--- Request ---
According to the Kubernetes questions page, which company developed Kubernetes?

--- Text section ---

▬▬▬▬▬▬▬▬▬▬

Day 37: Kubernetes Important Questions.

Day 37: Kubernetes Important Questions.

Questions:

What is Kubernetes and why it is important?

  • Kubernetes is an open-source container orchestration tool developed by Google to manage containerized applications in different types of environments such as physical, virtual, and cloud infrastructure. It is used to automate the deployment, scaling, and management of containerized applications.

  • Kubernetes is important because it allows you to deploy containerized applications to a cluster without tying them specifically to individual machines. Kubernetes automates the distribution and scheduling of application containers across a cluster in a more efficient way.

    What is the difference between docker swarm and Kubernetes?

  • Docker Swarm is a container orchestration tool, meaning that it allows the user to manage multiple containers deployed across multiple host machines. Kubernetes is also a container orchestration tool. However, it is more extensive than Docker Swarm and is more popular as well.

  • Docker Swarm is a native clustering or orchestration tool for Docker. It allows us to create and access a pool of Docker hosts using the full suite of Docker tools. Kubernetes is an open-source container orchestration tool developed by Google.

  • Docker Swarm is easy to set up and use. Kubernetes is complex to set up and use.

  • Docker Swarm is less secure than Kubernetes. Kubernetes is more secure than Docker Swarm.

  • Docker Swarm is less scalable than Kubernetes. Kubernetes is more scalable than Docker Swarm.

▬▬▬▬▬▬▬▬▬▬

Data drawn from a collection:
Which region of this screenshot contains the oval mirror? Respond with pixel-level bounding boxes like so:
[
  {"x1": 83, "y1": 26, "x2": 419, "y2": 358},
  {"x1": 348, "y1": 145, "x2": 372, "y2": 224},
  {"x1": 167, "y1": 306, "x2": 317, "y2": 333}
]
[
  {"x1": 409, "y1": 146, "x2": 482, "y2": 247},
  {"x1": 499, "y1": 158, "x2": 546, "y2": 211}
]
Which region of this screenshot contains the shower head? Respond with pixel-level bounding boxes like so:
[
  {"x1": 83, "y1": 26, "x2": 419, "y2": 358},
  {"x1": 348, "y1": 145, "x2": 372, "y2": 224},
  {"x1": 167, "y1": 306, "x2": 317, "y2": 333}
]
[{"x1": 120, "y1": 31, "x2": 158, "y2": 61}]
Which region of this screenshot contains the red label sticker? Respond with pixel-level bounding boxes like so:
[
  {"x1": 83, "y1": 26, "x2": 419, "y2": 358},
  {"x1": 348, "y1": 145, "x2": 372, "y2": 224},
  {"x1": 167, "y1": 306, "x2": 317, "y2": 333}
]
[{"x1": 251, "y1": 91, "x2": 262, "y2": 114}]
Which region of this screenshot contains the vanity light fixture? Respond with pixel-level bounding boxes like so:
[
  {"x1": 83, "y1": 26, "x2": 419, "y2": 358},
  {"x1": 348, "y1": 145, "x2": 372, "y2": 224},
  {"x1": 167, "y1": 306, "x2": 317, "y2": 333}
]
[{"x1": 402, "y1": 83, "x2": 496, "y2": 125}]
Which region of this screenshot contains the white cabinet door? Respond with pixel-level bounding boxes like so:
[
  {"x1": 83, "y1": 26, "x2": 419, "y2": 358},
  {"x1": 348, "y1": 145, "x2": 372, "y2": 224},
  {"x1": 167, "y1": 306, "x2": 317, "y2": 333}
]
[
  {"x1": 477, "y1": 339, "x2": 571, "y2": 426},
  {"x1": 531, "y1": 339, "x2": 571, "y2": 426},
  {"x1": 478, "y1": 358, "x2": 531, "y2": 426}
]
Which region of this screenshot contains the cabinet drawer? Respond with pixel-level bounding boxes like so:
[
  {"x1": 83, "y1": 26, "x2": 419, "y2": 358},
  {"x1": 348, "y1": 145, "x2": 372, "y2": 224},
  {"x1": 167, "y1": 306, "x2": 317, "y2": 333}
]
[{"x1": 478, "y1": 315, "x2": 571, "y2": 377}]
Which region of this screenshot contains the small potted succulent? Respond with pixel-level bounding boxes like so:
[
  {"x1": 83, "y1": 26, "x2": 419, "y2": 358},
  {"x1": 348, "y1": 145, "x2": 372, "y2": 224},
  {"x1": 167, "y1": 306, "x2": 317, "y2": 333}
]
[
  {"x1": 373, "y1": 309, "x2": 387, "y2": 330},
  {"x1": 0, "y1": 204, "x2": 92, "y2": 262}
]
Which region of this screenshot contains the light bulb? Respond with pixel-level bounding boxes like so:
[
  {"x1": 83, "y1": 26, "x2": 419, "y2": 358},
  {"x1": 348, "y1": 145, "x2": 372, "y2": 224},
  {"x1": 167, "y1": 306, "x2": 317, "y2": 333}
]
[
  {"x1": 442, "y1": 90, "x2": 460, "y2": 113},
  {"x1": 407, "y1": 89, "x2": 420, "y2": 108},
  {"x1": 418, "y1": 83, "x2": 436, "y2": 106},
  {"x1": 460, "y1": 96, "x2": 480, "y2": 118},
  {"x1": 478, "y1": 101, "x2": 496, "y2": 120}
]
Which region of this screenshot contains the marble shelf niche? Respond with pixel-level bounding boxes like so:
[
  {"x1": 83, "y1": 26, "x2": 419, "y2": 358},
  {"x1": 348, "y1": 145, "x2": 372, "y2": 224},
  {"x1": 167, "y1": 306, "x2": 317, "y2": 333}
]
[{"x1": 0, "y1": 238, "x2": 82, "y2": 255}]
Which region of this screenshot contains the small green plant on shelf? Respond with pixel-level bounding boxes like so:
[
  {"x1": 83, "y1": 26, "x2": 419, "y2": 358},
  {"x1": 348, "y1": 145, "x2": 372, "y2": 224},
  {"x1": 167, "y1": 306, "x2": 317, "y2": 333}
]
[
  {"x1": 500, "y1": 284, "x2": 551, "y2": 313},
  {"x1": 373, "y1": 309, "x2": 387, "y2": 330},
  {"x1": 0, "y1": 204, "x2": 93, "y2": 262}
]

▬▬▬▬▬▬▬▬▬▬

--- Response to this exercise ---
Google